START Data records

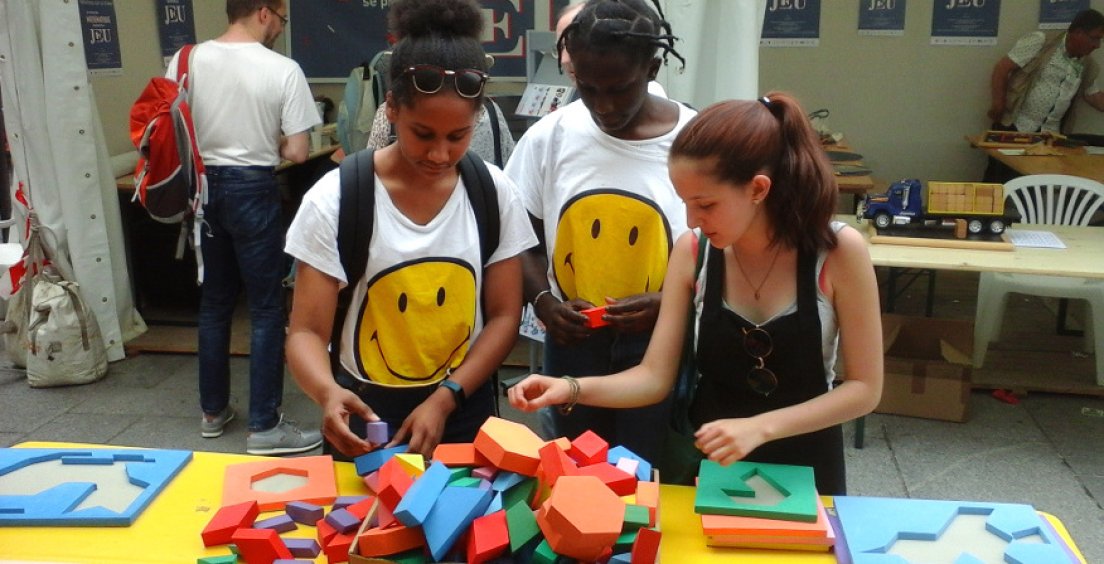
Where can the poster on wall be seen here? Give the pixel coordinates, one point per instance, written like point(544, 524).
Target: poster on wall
point(1057, 14)
point(881, 17)
point(965, 22)
point(330, 38)
point(176, 25)
point(101, 30)
point(792, 23)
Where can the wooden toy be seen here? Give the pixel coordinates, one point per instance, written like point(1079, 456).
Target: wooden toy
point(452, 515)
point(588, 448)
point(756, 489)
point(422, 495)
point(621, 482)
point(279, 523)
point(458, 454)
point(375, 432)
point(488, 539)
point(226, 520)
point(509, 446)
point(67, 487)
point(393, 482)
point(646, 547)
point(594, 317)
point(304, 512)
point(303, 547)
point(878, 529)
point(259, 544)
point(582, 518)
point(371, 461)
point(310, 479)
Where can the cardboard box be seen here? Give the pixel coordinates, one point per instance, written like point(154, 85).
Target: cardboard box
point(927, 366)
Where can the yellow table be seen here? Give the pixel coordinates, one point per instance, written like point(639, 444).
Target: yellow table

END Data records

> What is being asked
Repeat, exactly as they stand, the line that contains "Where can the wooden" and all the lines after it in the data above.

> Output for this exercise
Where can the wooden toy be seen here? Give the pixel coordinates, one point per instance, written like point(1079, 456).
Target: wooden toy
point(452, 515)
point(588, 448)
point(756, 489)
point(422, 495)
point(621, 482)
point(279, 523)
point(458, 454)
point(375, 432)
point(488, 539)
point(226, 520)
point(509, 446)
point(67, 487)
point(393, 482)
point(646, 547)
point(594, 317)
point(304, 512)
point(303, 547)
point(878, 529)
point(259, 544)
point(582, 518)
point(371, 461)
point(310, 479)
Where can the cardboard box be seen here? Give the pixel coordinates, one point per instance, written like point(154, 85).
Target: cardboard box
point(927, 366)
Where can the yellow table be seen here? Give the pixel coordinates, one point per instance, written like point(639, 444).
Target: yellow table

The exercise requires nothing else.